### What you will do
• A. Copy the passage of the play review between "I’m one of the" and "and their characters.", inclusive, word for word.
• B. Rewrite the entries between the lines holding "Mark one point on each instance of the bathroom" and "[(281, 358)]", inclusive, requests and all, and offset every coordinate in their answers by adding 61. Give only those lines.

### Source excerpt

____________________

I’m one of the few people who took against John Logan’s last play, Red, about Mark Rothko. The first hour was a rant by the artist, by the end of which I had lost the will to live. This play is a whole lot better.
Peter was one of five Llewelyn Davies boys who were befriended by J M Barrie and the source of his famous character, Peter Pan. Rev. Charles Dodgson aka Lewis Carroll wrote his first Alice story, Alice’s Adventures in Wonderland, for Alice Liddell, having first told her the story on an outing. This is the fame they live with and share. In the play they meet on the centenary of Dodgson’s birth when they are 35 and 80 respectively. Davies, now a publisher, uses the opportunity to encourage Liddell, now Hargreaves, to write her memoirs, which sends us on a journey to meet the respective writers and their characters.

____________________

Point annotation data

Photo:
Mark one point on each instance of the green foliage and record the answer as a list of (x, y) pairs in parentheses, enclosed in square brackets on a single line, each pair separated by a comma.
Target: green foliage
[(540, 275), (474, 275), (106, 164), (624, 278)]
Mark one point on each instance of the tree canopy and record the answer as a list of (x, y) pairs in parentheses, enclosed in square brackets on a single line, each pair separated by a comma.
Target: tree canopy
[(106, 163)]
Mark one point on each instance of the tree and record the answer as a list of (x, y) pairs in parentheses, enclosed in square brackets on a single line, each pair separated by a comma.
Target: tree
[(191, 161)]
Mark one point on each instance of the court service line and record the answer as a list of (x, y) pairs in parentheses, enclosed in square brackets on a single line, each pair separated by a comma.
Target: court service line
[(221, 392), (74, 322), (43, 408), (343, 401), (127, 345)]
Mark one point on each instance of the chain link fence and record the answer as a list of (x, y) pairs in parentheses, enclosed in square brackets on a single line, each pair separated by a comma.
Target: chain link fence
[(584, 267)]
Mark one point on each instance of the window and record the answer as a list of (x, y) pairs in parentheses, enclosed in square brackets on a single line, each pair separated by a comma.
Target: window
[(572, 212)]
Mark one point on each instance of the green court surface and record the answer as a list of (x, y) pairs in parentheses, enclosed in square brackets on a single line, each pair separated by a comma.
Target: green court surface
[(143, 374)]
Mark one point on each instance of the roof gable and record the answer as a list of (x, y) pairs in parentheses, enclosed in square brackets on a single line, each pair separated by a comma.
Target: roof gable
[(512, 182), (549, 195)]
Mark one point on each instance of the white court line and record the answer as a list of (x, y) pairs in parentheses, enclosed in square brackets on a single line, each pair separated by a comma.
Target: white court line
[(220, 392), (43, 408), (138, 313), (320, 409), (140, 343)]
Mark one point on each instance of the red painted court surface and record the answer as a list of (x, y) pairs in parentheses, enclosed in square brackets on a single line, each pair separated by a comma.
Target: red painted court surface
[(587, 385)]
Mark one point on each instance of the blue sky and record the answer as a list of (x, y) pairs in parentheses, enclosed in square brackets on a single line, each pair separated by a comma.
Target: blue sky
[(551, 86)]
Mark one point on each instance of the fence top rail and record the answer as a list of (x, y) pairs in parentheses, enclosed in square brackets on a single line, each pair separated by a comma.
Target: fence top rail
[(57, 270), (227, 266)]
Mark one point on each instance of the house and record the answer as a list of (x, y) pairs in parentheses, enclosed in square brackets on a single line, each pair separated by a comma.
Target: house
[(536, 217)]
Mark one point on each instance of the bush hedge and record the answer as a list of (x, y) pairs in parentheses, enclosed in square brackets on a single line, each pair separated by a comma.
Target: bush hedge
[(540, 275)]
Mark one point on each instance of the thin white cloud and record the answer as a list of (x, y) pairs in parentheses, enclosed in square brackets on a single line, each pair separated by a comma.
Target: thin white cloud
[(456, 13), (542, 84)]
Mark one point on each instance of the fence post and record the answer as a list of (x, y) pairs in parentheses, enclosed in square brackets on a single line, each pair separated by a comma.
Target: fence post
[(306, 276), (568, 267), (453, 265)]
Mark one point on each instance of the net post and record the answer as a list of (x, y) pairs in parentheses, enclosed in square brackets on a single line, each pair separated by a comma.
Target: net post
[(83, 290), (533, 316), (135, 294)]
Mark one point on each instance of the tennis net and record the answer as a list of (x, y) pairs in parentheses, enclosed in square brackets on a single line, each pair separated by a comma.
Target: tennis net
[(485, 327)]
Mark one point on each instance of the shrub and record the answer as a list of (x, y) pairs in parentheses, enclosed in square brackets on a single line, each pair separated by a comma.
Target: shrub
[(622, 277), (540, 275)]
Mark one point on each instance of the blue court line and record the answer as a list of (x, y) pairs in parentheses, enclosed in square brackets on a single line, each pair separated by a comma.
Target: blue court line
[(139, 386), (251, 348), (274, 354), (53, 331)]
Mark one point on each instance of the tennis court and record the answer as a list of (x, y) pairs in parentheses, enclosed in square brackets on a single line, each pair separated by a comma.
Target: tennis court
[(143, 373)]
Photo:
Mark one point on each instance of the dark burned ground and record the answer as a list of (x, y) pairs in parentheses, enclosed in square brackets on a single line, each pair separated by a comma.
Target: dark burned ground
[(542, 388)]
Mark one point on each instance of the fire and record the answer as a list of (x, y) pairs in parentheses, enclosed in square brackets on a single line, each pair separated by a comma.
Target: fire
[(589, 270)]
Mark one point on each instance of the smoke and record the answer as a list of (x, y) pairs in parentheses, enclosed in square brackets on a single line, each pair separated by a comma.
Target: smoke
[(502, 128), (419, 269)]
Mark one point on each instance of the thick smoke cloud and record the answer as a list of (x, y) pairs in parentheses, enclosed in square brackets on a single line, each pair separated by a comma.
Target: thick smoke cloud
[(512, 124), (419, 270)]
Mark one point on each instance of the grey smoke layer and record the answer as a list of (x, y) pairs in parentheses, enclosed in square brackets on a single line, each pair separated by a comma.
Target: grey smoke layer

____________________

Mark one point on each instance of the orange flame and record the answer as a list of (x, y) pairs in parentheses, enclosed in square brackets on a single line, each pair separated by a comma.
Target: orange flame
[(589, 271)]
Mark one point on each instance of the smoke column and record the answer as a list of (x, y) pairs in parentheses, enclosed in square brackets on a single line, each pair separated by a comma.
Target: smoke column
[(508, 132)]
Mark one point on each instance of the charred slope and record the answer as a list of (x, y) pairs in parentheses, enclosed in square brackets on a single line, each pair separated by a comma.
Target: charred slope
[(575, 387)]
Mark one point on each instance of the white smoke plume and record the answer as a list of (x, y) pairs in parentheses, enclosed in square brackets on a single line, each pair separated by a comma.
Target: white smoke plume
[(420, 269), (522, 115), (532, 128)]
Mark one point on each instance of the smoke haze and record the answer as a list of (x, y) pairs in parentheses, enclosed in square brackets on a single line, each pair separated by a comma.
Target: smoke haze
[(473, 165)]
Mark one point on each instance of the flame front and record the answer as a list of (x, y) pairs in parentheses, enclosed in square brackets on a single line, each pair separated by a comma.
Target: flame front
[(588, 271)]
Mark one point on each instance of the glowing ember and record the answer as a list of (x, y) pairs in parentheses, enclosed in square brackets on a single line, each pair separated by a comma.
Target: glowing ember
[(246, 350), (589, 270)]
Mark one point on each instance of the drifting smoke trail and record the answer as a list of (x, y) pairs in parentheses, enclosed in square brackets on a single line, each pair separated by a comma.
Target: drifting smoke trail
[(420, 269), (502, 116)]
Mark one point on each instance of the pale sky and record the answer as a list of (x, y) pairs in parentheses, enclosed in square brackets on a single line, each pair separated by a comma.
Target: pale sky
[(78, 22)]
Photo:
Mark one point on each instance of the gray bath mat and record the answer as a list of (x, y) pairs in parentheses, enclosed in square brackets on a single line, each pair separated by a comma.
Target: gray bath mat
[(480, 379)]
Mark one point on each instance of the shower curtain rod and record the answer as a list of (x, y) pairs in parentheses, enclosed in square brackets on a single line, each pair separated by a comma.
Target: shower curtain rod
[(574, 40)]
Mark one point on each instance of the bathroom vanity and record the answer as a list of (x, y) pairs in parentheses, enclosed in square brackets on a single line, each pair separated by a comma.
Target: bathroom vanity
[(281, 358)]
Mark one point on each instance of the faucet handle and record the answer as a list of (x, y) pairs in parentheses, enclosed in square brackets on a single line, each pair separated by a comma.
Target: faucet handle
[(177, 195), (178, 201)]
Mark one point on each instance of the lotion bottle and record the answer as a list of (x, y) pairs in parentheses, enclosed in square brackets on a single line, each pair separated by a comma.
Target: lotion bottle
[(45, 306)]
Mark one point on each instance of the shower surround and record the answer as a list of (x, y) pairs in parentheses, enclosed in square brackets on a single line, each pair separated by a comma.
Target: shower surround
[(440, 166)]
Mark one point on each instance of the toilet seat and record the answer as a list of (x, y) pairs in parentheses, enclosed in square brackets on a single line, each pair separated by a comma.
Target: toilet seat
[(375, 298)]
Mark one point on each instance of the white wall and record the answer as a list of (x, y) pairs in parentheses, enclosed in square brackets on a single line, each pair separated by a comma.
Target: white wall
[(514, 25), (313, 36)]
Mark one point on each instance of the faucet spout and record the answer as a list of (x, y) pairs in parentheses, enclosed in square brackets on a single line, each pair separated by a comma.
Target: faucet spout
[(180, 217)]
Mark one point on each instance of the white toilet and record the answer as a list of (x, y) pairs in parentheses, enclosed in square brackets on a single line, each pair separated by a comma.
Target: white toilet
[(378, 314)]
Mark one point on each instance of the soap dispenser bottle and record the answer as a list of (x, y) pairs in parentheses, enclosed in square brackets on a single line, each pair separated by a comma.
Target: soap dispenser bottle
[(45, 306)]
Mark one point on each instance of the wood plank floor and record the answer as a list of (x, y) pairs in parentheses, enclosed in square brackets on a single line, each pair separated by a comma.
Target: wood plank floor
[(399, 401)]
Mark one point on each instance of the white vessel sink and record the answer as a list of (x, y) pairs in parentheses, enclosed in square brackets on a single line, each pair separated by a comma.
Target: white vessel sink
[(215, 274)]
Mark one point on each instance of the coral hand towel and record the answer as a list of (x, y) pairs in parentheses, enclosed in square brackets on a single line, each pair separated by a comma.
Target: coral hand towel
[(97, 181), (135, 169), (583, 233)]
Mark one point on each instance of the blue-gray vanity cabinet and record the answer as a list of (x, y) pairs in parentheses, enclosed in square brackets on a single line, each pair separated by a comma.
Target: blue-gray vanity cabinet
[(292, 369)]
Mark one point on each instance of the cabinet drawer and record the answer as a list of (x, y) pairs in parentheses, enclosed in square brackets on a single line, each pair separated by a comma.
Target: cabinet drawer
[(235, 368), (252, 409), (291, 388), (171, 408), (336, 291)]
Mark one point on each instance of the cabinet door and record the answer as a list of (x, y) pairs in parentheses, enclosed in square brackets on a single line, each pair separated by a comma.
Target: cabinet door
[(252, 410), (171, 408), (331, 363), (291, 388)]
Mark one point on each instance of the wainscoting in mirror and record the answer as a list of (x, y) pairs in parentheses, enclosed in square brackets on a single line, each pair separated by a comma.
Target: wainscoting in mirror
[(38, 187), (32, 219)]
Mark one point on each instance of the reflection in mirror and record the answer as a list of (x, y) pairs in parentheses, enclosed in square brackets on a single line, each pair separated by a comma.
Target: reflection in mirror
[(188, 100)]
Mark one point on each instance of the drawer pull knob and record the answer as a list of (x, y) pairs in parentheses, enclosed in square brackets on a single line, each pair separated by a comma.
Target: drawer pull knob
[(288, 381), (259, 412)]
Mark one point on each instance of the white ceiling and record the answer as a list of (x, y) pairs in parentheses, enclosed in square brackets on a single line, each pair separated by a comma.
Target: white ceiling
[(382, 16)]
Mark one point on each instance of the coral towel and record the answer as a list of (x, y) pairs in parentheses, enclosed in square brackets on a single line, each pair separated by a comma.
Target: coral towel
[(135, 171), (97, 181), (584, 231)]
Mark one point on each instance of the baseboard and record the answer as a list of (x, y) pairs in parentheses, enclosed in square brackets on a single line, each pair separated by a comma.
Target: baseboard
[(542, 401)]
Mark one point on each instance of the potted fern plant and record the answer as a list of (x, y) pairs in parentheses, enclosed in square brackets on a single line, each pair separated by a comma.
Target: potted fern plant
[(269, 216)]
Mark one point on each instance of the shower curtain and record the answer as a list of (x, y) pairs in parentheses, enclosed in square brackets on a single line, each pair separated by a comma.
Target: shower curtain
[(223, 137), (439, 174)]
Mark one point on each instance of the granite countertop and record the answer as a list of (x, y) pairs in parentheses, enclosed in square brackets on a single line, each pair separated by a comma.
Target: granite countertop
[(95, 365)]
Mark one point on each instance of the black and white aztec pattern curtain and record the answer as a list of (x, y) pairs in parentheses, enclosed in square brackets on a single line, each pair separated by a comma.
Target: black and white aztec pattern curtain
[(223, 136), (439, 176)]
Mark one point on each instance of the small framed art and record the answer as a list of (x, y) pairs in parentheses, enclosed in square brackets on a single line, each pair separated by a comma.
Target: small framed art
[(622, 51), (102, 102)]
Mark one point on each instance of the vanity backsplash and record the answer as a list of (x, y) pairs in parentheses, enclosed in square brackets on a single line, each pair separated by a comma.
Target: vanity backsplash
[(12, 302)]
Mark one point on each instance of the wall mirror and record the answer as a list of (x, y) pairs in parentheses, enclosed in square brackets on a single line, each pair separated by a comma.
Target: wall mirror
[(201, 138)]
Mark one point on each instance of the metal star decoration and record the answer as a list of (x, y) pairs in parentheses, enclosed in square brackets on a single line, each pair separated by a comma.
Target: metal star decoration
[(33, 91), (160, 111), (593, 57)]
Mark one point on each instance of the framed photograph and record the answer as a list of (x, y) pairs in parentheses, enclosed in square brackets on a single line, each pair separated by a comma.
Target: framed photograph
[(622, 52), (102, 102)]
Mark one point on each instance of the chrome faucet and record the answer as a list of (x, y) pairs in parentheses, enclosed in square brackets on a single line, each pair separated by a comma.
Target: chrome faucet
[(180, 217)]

____________________

### Results
• A.
I’m one of the few people who took against John Logan’s last play, Red, about Mark Rothko. The first hour was a rant by the artist, by the end of which I had lost the will to live. This play is a whole lot better.
Peter was one of five Llewelyn Davies boys who were befriended by J M Barrie and the source of his famous character, Peter Pan. Rev. Charles Dodgson aka Lewis Carroll wrote his first Alice story, Alice’s Adventures in Wonderland, for Alice Liddell, having first told her the story on an outing. This is the fame they live with and share. In the play they meet on the centenary of Dodgson’s birth when they are 35 and 80 respectively. Davies, now a publisher, uses the opportunity to encourage Liddell, now Hargreaves, to write her memoirs, which sends us on a journey to meet the respective writers and their characters.

• B.
Mark one point on each instance of the bathroom vanity and record the answer as a list of (x, y) pairs in parentheses, enclosed in square brackets on a single line, each pair separated by a comma.
Target: bathroom vanity
[(342, 419)]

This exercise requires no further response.